*练习说明*. 收集下面材料中所有含有“lion”这个词的行，并把这些行完整抄出。

*数据记录*.
+ + +
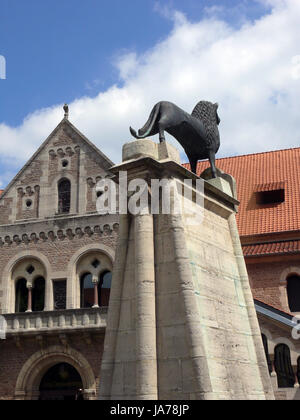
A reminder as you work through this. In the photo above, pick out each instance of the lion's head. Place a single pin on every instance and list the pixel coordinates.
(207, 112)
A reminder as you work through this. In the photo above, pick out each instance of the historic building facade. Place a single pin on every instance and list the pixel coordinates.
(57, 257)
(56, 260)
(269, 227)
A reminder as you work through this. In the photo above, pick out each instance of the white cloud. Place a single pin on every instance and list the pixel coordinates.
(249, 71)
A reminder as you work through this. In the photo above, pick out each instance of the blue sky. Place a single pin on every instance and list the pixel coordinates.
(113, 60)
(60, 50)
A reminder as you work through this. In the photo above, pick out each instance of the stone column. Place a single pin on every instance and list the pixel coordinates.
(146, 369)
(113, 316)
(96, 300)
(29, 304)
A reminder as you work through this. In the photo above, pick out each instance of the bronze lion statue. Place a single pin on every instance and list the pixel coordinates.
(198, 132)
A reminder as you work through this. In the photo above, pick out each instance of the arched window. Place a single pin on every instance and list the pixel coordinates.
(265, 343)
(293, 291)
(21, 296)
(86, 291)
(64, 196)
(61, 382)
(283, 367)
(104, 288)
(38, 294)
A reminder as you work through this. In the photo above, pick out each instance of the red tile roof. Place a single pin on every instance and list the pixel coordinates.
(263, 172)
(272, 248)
+ + +
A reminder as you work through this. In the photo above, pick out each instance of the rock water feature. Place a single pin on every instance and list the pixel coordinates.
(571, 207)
+ + +
*正确结果*.
A reminder as you work through this. In the photo above, pick out each instance of the lion's head. Place a single pin on every instance and list the pixel coordinates.
A reminder as you work through this. In the photo above, pick out each instance of the bronze lion statue. Place a single pin on every instance and list the pixel coordinates.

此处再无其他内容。